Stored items
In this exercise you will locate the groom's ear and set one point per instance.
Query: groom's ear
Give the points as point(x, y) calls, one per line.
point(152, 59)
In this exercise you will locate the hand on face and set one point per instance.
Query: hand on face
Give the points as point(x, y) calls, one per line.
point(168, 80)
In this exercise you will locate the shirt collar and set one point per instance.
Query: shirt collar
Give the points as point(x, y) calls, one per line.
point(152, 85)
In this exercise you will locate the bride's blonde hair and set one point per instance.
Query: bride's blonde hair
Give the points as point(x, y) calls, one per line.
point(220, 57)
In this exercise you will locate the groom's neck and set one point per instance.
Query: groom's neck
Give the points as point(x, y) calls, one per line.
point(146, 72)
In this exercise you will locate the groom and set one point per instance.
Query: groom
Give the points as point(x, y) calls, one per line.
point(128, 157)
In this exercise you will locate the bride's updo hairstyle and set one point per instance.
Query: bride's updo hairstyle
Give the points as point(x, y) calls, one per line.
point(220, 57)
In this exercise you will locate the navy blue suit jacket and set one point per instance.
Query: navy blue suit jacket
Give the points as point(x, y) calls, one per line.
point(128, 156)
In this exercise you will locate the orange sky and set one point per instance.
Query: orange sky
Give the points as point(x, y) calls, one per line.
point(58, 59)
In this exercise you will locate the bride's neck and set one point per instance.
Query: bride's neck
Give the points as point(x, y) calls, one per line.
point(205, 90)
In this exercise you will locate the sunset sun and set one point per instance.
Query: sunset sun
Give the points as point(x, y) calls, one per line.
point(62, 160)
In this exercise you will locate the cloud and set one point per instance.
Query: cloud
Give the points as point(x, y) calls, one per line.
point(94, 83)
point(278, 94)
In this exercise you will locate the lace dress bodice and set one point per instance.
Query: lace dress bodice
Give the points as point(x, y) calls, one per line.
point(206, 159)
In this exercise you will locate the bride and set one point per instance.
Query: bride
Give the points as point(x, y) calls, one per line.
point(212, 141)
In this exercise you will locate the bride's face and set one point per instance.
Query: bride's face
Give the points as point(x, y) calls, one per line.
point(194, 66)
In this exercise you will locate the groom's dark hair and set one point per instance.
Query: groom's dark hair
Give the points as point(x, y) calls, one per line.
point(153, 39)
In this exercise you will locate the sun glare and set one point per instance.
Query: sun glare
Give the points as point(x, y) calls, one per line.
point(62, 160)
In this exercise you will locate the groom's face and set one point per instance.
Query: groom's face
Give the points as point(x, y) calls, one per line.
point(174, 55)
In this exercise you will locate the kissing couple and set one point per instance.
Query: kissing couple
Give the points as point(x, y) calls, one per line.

Task to carry out -> Output the lines of the records above exactly as they appear, from the line containing "Query: bride's blonde hair" through the line containing "Query: orange sky".

Answer section ->
Query: bride's blonde hair
Give the points as point(x, y) calls, one per line.
point(220, 57)
In this exercise you will locate the groom's neck and set one point per instance.
Query: groom's neck
Give the points as point(x, y) calls, one per line.
point(146, 72)
In this exercise you will locate the groom and set one point per instance.
Query: groom
Give the points as point(x, y) calls, one per line.
point(128, 157)
In this exercise you will locate the bride's updo hairstyle and set one point per instance.
Query: bride's updo hairstyle
Give the points as point(x, y) calls, one per line.
point(220, 57)
In this exercise you will locate the navy blue suit jacket and set one point per instance.
Query: navy blue suit jacket
Give the points as point(x, y) calls, one per line.
point(128, 156)
In this exercise you will locate the orange sky and set one point per instance.
Query: orange sky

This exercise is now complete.